## WHAT THIS TASK INVOLVES
Whatever appears in the data below, copy it exactly.

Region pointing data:
::::

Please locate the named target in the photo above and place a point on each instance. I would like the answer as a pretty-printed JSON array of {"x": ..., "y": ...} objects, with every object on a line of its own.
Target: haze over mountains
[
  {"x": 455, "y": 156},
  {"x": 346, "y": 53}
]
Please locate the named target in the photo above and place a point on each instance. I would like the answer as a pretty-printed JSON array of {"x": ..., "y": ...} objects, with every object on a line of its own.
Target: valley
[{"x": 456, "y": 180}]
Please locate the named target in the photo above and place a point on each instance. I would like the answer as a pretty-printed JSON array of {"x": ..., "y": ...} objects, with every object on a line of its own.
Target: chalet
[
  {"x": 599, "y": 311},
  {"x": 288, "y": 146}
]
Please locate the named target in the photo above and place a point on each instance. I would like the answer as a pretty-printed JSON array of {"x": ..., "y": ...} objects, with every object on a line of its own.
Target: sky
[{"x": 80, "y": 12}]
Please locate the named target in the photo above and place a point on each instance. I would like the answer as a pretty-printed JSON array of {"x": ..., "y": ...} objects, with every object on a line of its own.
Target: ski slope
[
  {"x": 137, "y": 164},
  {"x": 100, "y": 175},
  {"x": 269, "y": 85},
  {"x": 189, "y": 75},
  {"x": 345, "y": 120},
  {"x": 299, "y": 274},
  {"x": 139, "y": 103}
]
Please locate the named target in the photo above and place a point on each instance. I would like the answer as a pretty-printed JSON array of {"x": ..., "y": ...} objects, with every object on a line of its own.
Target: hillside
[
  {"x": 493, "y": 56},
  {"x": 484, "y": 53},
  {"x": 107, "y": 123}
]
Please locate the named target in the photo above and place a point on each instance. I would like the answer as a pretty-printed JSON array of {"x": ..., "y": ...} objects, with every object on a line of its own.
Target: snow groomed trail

::::

## SOLUTION TO THIS PROBLEM
Please locate the named target in the photo above and place a point on each instance. I would like the answer as a pretty-printed JSON array of {"x": ..., "y": ...} objects, with every object on a line of its own.
Target: haze over mountains
[
  {"x": 455, "y": 156},
  {"x": 346, "y": 53}
]
Please locate the named target in the photo above and place a point on each instance. I would like the answer as a pretty-printed JSON array of {"x": ..., "y": ...} objects, with every object on a line of its own.
Target: valley
[{"x": 456, "y": 180}]
Please locate the named target in the photo above and place a point on each instance. I would like the answer as a pretty-printed JSON array of {"x": ..., "y": ...} objects, with every object on a line of its own.
Target: chalet
[
  {"x": 599, "y": 311},
  {"x": 288, "y": 146}
]
Please locate the named target in the photo above and place a point on each instance. I would like the answer as a pretty-printed JSON array of {"x": ..., "y": ...} objects, with every object on a line of its own.
Target: sky
[{"x": 80, "y": 12}]
Please locate the named target in the photo above and place a point on each instance. I would like the answer as a pretty-printed JSON array of {"x": ..., "y": ...} objects, with every object on a line of its own.
Target: ski slope
[
  {"x": 137, "y": 164},
  {"x": 100, "y": 175},
  {"x": 269, "y": 85},
  {"x": 189, "y": 75},
  {"x": 345, "y": 120},
  {"x": 299, "y": 274},
  {"x": 139, "y": 103}
]
Please locate the named target in the photo above and place a point on each instance. I would like the answer as a pretty-printed JSON array of {"x": ..., "y": ...} objects, with every object on a line of its own.
Target: hillside
[
  {"x": 493, "y": 56},
  {"x": 484, "y": 53},
  {"x": 107, "y": 123}
]
Please locate the named target in the photo above and place a point on each instance. I would like the answer as a pretty-printed JSON array of {"x": ..., "y": ...} objects, with every object on a line of its own.
Target: snow groomed trail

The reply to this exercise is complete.